• **TEXTO PARA LEITURA**
Palavras-chave: teste de detecção rápida, estreptococcus pyogenes do grupo A, faringoamigdalites.

Keywords: rapid antigen detection test, group A pyogenes streptococcus, pharyngotonsillitis.

Resumo: O Streptococcus pyogenes do grupo A (SGA) é o agente etiológico mais comum das faringoamigdalites (FA). O diagnóstico etiológico correto e tratamento adequado evitam complicações supurativas e não-supurativas da faringoamigdalite estreptocócica, entretanto, métodos clínicos de diagnóstico não são confiáveis. Os métodos rápidos de detecção do antígeno do SGA podem ser utilizados no diagnóstico deste agente e evitar uso indevido de antibióticos. Objetivos: Os autores objetivaram avaliar a sensibilidade e especificidade dos testes rápidos para detecção do antígeno do SGA em nosso meio. Forma de Estudo: Clínico prospectivo. Casuística e Método: Oitenta e um pacientes com faringoamigdalite aguda, atendidos no PS-ORL do Hospital das Clínicas da FMUSP, no período de maio de 2001 a abril de 2002, foram submetidos a duas coletas simultâneas de material de orofaringe com swabs. O teste rápido de detecção do SGA foi confrontado com a cultura em placa agar-sangue ("gold standard" para o diagnóstico etiológico). Resultados: De 81 pacientes, 56% tiveram teste rápido positivo e 44% negativo; 40.7% apresentaram crescimento de SGA na cultura; a sensibilidade e especificidade do teste rápido foram, respectivamente, 93,9% e 68,7%. O valor preditivo negativo e positivo foram, respectivamente, 94,2% e 67,4%. Comentários Finais: A alta sensibilidade do exame permite utilizá-lo com intuito de identificar pacientes com SGA. Os testes de detecção rápida do antígeno estreptocócico se mostraram uma importante arma coadjuvante no diagnóstico etiológico das faringoamigdalites.

• **REQUISITOS DAS TAREFAS**
1 - Responda, com base no resumo, às perguntas abaixo:
(a) Em que período foram atendidos os pacientes do estudo?
(b) Qual exame serviu de "gold standard" para o diagnóstico etiológico?
(c) Qual foi a especificidade do teste rápido?
2 - Transcreva do resumo, sem qualquer alteração, o trecho que vai de "Palavras-chave: teste de" até "pyogenes streptococcus, pharyngotonsillitis.".
3 - Sintetize o resumo em duas frases.
As linhas que vêm depois constituem material à parte, independente do resumo.

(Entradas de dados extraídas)

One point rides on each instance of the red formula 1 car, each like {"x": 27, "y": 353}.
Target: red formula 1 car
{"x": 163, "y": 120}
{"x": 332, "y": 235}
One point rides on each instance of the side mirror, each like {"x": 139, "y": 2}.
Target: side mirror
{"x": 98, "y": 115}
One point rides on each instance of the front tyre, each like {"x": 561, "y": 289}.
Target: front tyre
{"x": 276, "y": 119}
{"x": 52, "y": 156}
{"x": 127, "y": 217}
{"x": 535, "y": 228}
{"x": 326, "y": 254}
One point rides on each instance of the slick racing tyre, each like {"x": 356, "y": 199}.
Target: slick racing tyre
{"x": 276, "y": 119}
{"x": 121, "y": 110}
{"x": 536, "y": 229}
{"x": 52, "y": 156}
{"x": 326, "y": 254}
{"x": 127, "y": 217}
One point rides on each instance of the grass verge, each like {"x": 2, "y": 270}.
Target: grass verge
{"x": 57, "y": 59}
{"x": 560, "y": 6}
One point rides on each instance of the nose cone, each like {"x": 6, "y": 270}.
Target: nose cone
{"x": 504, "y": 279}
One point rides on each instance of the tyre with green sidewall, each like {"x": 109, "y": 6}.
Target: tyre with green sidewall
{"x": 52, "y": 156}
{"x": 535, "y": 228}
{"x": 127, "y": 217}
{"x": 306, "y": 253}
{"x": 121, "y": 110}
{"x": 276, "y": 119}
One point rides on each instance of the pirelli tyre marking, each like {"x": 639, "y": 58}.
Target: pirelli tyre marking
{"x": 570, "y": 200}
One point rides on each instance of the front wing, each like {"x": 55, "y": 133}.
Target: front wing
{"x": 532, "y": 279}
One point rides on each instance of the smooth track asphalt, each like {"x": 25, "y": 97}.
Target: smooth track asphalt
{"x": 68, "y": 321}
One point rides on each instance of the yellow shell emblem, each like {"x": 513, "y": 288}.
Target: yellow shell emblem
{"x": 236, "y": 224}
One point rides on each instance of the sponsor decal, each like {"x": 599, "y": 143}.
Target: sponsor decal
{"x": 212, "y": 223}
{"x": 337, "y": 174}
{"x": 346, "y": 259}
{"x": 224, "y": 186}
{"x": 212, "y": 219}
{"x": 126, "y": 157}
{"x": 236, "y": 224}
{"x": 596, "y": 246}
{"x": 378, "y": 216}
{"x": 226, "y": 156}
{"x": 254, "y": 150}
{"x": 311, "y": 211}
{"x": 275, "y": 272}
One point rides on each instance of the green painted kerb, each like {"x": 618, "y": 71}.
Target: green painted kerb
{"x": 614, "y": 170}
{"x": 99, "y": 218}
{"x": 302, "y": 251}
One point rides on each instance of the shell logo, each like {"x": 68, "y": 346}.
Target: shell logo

• **RESPOSTAS POR TAREFA**
1 -
(a) De maio de 2001 a abril de 2002.
(b) A cultura em placa agar-sangue.
(c) 68,7%.

2 -
Palavras-chave: teste de detecção rápida, estreptococcus pyogenes do grupo A, faringoamigdalites.

Keywords: rapid antigen detection test, group A pyogenes streptococcus, pharyngotonsillitis.

3 - O resumo relata um estudo clínico prospectivo com 81 pacientes com faringoamigdalite aguda, atendidos no PS-ORL do Hospital das Clínicas da FMUSP, no qual o teste rápido de detecção do antígeno do Streptococcus pyogenes do grupo A foi confrontado com a cultura em placa agar-sangue. O teste rápido apresentou sensibilidade de 93,9% e especificidade de 68,7%, e os testes de detecção rápida se mostraram uma importante arma coadjuvante no diagnóstico etiológico das faringoamigdalites.